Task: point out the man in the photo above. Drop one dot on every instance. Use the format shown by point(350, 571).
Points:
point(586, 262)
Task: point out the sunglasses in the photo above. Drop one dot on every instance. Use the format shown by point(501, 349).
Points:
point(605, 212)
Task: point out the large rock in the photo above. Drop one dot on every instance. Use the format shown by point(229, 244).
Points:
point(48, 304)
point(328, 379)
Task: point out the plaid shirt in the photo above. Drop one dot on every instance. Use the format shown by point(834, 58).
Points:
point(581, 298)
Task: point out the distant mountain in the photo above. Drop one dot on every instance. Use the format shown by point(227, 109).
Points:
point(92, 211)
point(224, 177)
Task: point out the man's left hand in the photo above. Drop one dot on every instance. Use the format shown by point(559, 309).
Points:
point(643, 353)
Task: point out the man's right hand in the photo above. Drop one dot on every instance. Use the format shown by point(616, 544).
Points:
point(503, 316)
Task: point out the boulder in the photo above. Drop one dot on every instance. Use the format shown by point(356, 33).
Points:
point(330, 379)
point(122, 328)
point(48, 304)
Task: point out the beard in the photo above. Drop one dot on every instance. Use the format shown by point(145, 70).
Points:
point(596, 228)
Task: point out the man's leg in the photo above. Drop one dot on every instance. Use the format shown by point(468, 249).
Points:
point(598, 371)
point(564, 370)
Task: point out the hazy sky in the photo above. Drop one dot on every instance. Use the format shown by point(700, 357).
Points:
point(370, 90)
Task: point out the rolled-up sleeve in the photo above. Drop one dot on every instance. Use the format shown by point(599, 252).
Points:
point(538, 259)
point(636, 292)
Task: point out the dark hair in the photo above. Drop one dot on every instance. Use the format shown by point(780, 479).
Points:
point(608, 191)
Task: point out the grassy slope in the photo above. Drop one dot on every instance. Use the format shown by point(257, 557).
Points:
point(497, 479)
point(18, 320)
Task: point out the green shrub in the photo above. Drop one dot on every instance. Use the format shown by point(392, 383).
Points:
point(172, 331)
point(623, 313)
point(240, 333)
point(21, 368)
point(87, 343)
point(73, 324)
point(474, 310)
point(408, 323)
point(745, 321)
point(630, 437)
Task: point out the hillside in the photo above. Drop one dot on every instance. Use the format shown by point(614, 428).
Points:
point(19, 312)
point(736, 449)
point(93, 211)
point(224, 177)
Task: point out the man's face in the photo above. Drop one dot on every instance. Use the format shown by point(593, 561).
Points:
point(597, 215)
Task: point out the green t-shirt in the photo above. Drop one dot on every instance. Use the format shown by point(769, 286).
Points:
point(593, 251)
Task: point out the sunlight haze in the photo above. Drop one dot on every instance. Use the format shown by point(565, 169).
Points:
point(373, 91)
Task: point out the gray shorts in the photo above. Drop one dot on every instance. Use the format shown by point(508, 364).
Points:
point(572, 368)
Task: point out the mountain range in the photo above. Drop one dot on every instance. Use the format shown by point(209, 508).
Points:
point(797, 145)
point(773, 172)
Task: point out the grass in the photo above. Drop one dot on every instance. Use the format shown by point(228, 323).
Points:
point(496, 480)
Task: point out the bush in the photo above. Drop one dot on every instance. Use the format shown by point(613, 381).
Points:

## Exercise objective
Please write out the stretch from the line containing "Task: point out the boulder" through the line containing "point(597, 215)", replacing "instance" with "occurrence" and leaving everything else unchanged. Give only those lines.

## Output for this exercise
Task: point out the boulder in the photo above. Drop one dot on every occurrence. Use the format shown by point(356, 33).
Points:
point(330, 379)
point(122, 328)
point(48, 304)
Task: point out the beard in the photo above. Drop one dot on every occurrence. Use the format shown by point(145, 70).
Points:
point(596, 228)
Task: point out the man's leg in the photo above. Drop one dot on every occurrence. Use the format shown by point(468, 249).
Points:
point(598, 371)
point(564, 370)
Task: point out the hazy sky in the photo above. Drop one dot on every occurrence. Use the format shown by point(700, 357).
Points:
point(370, 90)
Task: point out the rolled-up sleeve in the photo above. Drop one dot on every occurrence. Use the format shown by point(599, 252).
Points:
point(538, 259)
point(636, 292)
Task: point out the dark hair in the photo above. Drop one dot on every occurrence. Use the format shown by point(780, 479).
Points:
point(608, 191)
Task: point out the grassy slope in the photo above. Drop one dot on every occurrence. Use the format shown by point(257, 557).
Points:
point(497, 479)
point(18, 320)
Task: point out the green shrub in the photo above. Drop one dot on every occurrence. Use the format shown by point(392, 383).
Points:
point(172, 331)
point(623, 313)
point(240, 333)
point(21, 368)
point(87, 343)
point(73, 324)
point(474, 310)
point(408, 323)
point(745, 321)
point(630, 437)
Task: point out the hillside in the photo above. Drop one dot on every occurrence. Use the format shown by point(614, 428).
Points:
point(19, 312)
point(736, 449)
point(93, 211)
point(224, 177)
Task: point out the man's face in the photo above. Drop one dot on every occurrence. Use the format shown by point(593, 561).
Points:
point(597, 215)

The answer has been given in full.